Entries from a pointing dataset
• • • • • • •
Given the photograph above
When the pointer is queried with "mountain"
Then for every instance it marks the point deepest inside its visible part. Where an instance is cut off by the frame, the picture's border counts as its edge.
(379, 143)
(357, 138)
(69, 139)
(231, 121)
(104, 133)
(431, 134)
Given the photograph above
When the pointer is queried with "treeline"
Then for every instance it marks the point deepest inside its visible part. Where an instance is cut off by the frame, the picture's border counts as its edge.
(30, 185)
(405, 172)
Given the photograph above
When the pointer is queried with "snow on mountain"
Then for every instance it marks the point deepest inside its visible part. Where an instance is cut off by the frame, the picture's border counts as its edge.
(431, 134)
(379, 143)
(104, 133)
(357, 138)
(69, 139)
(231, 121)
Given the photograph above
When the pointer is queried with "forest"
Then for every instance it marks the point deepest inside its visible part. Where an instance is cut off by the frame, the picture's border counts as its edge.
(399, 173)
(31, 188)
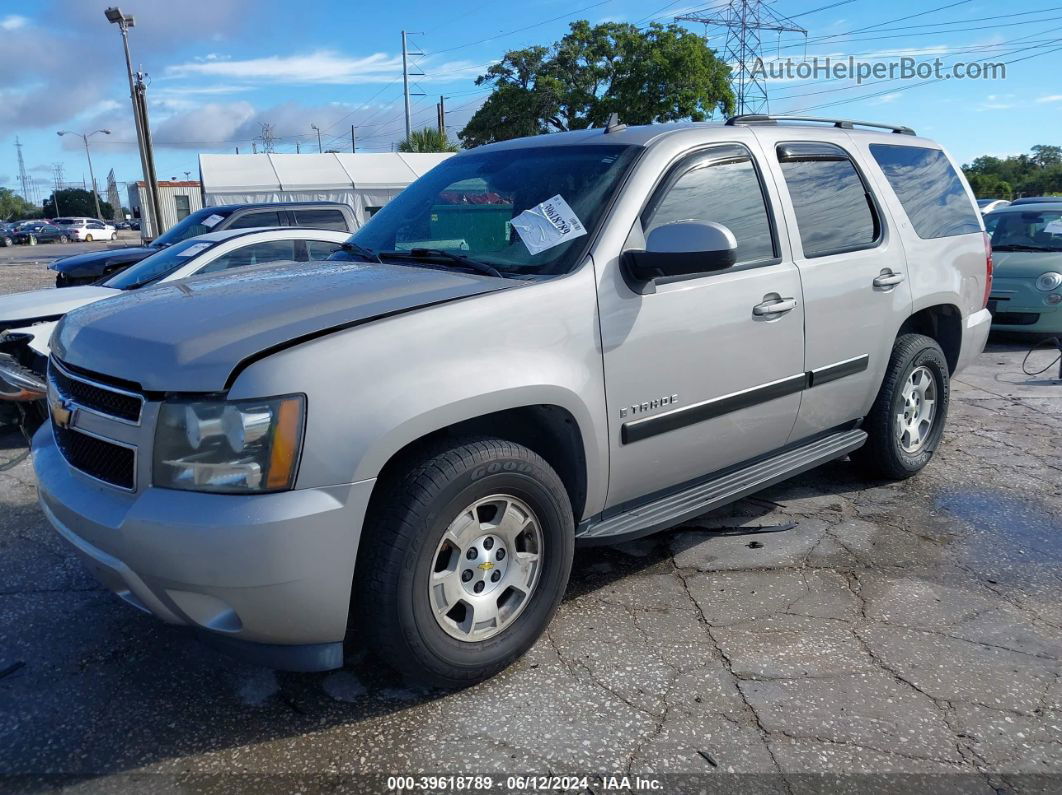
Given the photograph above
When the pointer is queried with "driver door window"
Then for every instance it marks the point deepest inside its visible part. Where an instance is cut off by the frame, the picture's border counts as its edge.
(724, 191)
• • • • • • •
**What is needed:**
Reproduce every item above verbatim, omitting the pictures from your answer.

**Final result:**
Given the photograph above
When the pointer is queried with "mountain"
Then for every instance it marks the point deepest inside its visible part. Where an instance is cut off by the frame, the picture's border counts as its edge.
(379, 143)
(357, 138)
(69, 139)
(231, 121)
(104, 133)
(431, 134)
Given the photograph above
When the pointer is queried with "treeline"
Then for every instance it marks the point deepest inside its visible part. Where an instance is cut off by the frame, the picture's border counts as its edge.
(30, 185)
(405, 172)
Given the photograph above
When the pointer is queried with "snow on mountain"
Then for every instance it marks the point deepest inside its visible part. Where an instance is cut off by the frame, the picture's border counts as its edge.
(431, 134)
(379, 143)
(104, 133)
(357, 138)
(69, 139)
(231, 121)
Given the photograph above
When the pointer is queried with "forest"
Then for every instance it marks the point deepest inside its visible part. Where an instance is cut off by the frame, the picture's border counts as its edge.
(399, 173)
(31, 188)
Given the photograph above
When the pointer is queried with "driver door window"
Then for every instance it marks the point deepest inside its visible part. Where an instance is cut off by the frame, the picture's border counts as its edge.
(724, 191)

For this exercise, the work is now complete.